** Begin DATASET ROWS **
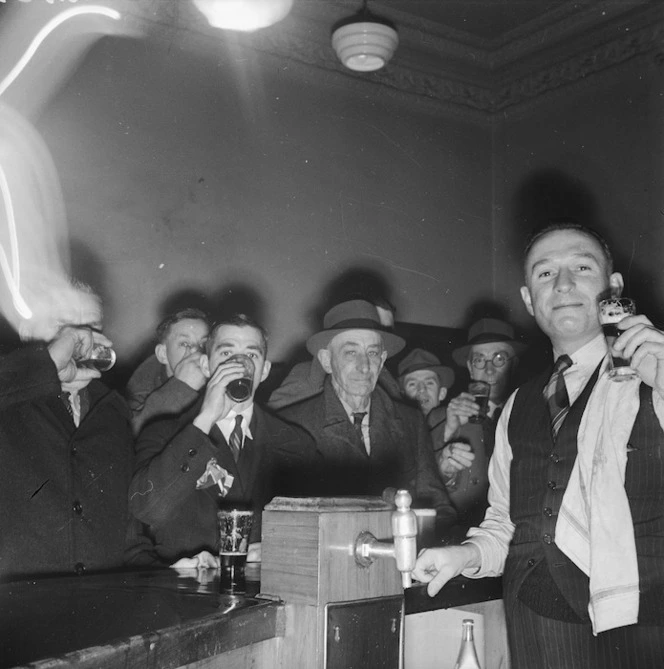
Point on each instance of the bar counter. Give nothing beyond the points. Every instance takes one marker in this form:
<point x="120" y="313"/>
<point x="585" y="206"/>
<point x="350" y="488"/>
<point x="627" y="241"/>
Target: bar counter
<point x="161" y="618"/>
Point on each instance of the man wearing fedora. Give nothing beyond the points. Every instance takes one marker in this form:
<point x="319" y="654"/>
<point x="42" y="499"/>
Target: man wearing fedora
<point x="424" y="380"/>
<point x="491" y="355"/>
<point x="368" y="440"/>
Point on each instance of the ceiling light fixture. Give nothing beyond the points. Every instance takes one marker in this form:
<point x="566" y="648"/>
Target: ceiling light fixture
<point x="364" y="42"/>
<point x="244" y="15"/>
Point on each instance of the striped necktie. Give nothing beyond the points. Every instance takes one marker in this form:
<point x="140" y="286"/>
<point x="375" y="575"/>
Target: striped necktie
<point x="555" y="394"/>
<point x="358" y="417"/>
<point x="235" y="441"/>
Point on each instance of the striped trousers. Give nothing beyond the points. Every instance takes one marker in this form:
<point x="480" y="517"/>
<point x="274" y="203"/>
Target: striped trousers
<point x="542" y="643"/>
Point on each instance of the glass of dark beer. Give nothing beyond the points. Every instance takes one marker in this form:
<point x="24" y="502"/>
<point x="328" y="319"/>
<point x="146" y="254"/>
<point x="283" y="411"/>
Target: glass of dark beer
<point x="239" y="390"/>
<point x="480" y="391"/>
<point x="611" y="312"/>
<point x="235" y="525"/>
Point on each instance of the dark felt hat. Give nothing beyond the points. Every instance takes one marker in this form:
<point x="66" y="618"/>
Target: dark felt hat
<point x="419" y="359"/>
<point x="487" y="331"/>
<point x="353" y="315"/>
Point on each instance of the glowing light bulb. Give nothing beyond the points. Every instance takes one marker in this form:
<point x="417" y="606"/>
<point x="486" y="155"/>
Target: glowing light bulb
<point x="244" y="15"/>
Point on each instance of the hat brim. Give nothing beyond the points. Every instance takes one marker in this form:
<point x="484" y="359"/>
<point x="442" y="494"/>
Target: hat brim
<point x="391" y="343"/>
<point x="445" y="374"/>
<point x="460" y="355"/>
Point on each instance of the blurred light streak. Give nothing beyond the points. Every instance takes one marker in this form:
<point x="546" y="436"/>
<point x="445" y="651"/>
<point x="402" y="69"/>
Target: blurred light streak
<point x="45" y="32"/>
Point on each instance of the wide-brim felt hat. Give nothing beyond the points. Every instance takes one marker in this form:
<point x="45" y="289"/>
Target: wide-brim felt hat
<point x="353" y="315"/>
<point x="419" y="359"/>
<point x="487" y="331"/>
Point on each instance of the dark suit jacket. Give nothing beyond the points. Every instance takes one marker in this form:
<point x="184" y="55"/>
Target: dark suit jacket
<point x="171" y="455"/>
<point x="401" y="451"/>
<point x="63" y="489"/>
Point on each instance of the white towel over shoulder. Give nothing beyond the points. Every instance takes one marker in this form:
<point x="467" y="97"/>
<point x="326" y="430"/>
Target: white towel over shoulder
<point x="595" y="528"/>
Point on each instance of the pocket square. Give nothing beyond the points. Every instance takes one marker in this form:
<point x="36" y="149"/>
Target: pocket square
<point x="215" y="475"/>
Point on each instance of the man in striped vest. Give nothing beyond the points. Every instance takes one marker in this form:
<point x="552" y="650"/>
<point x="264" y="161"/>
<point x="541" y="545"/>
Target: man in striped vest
<point x="576" y="517"/>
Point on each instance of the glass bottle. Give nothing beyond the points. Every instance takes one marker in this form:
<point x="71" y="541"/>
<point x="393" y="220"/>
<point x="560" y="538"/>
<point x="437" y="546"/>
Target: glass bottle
<point x="467" y="658"/>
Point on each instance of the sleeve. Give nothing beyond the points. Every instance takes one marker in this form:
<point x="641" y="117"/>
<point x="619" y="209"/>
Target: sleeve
<point x="26" y="374"/>
<point x="168" y="464"/>
<point x="492" y="538"/>
<point x="171" y="399"/>
<point x="303" y="381"/>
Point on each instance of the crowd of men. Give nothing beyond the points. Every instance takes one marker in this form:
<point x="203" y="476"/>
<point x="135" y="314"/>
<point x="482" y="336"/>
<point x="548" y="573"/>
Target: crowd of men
<point x="94" y="481"/>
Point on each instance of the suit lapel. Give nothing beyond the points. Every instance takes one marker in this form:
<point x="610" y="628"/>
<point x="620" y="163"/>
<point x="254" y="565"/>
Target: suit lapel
<point x="385" y="427"/>
<point x="225" y="458"/>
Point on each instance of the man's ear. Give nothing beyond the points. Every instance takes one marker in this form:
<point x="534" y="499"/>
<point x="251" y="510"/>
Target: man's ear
<point x="527" y="300"/>
<point x="160" y="352"/>
<point x="267" y="366"/>
<point x="324" y="357"/>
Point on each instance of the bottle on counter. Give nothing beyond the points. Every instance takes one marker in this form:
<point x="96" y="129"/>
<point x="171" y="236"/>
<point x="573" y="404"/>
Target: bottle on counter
<point x="467" y="658"/>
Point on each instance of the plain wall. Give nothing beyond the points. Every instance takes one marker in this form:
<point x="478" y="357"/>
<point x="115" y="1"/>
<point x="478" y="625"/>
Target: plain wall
<point x="592" y="152"/>
<point x="230" y="176"/>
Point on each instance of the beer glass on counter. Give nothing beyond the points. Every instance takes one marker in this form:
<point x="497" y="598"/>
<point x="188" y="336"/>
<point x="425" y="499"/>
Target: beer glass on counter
<point x="480" y="391"/>
<point x="235" y="523"/>
<point x="611" y="311"/>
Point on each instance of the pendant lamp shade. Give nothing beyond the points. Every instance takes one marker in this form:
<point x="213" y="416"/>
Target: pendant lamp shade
<point x="365" y="46"/>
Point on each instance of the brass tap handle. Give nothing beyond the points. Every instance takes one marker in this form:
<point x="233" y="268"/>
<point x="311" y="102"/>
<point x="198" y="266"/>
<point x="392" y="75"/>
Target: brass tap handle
<point x="404" y="531"/>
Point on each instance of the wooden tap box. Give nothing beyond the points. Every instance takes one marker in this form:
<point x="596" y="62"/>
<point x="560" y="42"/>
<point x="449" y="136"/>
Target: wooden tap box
<point x="308" y="550"/>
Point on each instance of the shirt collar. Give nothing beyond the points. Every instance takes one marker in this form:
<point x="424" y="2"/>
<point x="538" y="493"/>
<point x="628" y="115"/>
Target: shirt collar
<point x="591" y="354"/>
<point x="350" y="411"/>
<point x="227" y="423"/>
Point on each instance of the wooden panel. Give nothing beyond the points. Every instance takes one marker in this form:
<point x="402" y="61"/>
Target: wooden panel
<point x="307" y="550"/>
<point x="342" y="579"/>
<point x="364" y="634"/>
<point x="261" y="655"/>
<point x="289" y="554"/>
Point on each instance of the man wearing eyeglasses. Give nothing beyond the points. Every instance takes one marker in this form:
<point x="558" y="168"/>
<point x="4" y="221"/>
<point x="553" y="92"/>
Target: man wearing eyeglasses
<point x="491" y="355"/>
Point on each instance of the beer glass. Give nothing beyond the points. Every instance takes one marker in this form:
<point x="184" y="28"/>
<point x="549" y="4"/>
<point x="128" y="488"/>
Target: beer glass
<point x="611" y="312"/>
<point x="234" y="529"/>
<point x="480" y="391"/>
<point x="101" y="358"/>
<point x="239" y="390"/>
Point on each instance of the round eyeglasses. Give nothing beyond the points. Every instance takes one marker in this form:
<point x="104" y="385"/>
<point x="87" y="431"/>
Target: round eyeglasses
<point x="498" y="360"/>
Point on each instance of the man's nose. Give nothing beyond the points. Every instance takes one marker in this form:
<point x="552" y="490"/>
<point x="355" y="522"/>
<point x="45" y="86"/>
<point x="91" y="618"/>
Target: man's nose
<point x="362" y="362"/>
<point x="564" y="280"/>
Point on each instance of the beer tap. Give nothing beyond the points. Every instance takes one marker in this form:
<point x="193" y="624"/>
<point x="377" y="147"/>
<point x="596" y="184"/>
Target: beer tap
<point x="404" y="546"/>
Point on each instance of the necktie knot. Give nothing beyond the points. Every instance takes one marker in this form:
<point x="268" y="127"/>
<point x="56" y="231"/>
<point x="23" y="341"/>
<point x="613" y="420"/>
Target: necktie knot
<point x="358" y="417"/>
<point x="562" y="363"/>
<point x="235" y="441"/>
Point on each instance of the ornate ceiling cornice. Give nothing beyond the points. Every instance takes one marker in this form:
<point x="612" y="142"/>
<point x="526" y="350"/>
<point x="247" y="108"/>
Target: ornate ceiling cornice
<point x="439" y="68"/>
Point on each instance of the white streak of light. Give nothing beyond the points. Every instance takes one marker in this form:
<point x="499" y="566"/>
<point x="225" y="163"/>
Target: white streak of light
<point x="13" y="274"/>
<point x="46" y="31"/>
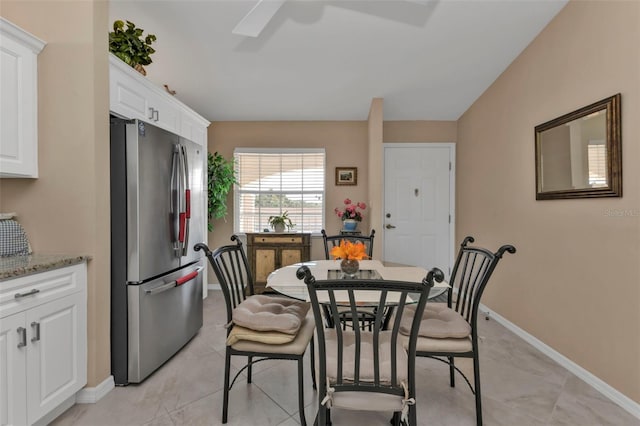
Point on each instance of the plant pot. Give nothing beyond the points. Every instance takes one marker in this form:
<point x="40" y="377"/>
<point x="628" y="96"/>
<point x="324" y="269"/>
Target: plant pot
<point x="349" y="225"/>
<point x="350" y="267"/>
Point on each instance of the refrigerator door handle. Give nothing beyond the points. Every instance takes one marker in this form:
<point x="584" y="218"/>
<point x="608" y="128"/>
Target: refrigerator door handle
<point x="187" y="199"/>
<point x="178" y="282"/>
<point x="175" y="200"/>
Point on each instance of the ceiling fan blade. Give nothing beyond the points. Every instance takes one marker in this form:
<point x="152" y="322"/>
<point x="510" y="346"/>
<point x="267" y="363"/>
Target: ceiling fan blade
<point x="257" y="18"/>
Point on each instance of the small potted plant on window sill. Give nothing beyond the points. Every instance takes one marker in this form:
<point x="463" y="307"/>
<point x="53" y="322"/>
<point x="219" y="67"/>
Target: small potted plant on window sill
<point x="278" y="223"/>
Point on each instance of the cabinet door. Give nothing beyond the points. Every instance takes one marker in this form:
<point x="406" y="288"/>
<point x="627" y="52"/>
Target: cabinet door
<point x="265" y="263"/>
<point x="13" y="390"/>
<point x="289" y="256"/>
<point x="56" y="356"/>
<point x="127" y="98"/>
<point x="18" y="111"/>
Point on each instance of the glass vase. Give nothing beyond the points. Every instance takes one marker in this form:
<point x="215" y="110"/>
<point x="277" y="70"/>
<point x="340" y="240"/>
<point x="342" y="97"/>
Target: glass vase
<point x="350" y="267"/>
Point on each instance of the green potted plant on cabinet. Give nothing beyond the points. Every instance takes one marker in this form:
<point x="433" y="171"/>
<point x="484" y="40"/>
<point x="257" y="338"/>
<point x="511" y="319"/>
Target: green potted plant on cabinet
<point x="128" y="45"/>
<point x="221" y="177"/>
<point x="279" y="222"/>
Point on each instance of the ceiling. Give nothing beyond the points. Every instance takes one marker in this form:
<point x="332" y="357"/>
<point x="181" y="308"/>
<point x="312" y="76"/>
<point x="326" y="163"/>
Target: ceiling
<point x="326" y="60"/>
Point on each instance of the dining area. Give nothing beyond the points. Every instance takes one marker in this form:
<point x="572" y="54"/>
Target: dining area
<point x="361" y="322"/>
<point x="520" y="386"/>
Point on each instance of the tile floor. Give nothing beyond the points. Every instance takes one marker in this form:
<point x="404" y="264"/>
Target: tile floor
<point x="520" y="387"/>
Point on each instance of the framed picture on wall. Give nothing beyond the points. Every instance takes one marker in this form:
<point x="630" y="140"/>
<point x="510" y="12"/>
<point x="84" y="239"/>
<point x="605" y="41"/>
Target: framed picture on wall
<point x="346" y="175"/>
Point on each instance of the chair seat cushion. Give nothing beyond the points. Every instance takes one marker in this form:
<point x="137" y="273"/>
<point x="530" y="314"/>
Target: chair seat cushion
<point x="438" y="322"/>
<point x="265" y="313"/>
<point x="272" y="342"/>
<point x="366" y="357"/>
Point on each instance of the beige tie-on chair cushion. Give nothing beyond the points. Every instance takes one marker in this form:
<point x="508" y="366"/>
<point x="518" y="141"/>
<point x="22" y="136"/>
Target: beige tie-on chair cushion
<point x="244" y="339"/>
<point x="266" y="313"/>
<point x="438" y="321"/>
<point x="441" y="330"/>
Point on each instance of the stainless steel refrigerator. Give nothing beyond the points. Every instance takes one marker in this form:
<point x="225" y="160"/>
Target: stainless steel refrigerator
<point x="157" y="209"/>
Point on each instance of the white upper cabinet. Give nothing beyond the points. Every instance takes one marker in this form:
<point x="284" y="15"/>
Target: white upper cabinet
<point x="18" y="101"/>
<point x="134" y="96"/>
** End DATASET ROWS **
> _STATED PROBLEM_
Quote the lines of the listing above that run from the line with "Point on each instance of the stainless" through its last line, both included, and nothing else.

> _TASK SOLUTION_
Point on each instance of the stainless steel refrigerator. Give nothing beyond the points. Every instance takes one marker in this form:
<point x="225" y="160"/>
Target: stainless steel refrigerator
<point x="157" y="209"/>
Point on each instance of the white upper cabinet. Give nothing beyond the points. Every instance takes one marker in this form:
<point x="284" y="15"/>
Target: white upper cabinet
<point x="18" y="101"/>
<point x="134" y="96"/>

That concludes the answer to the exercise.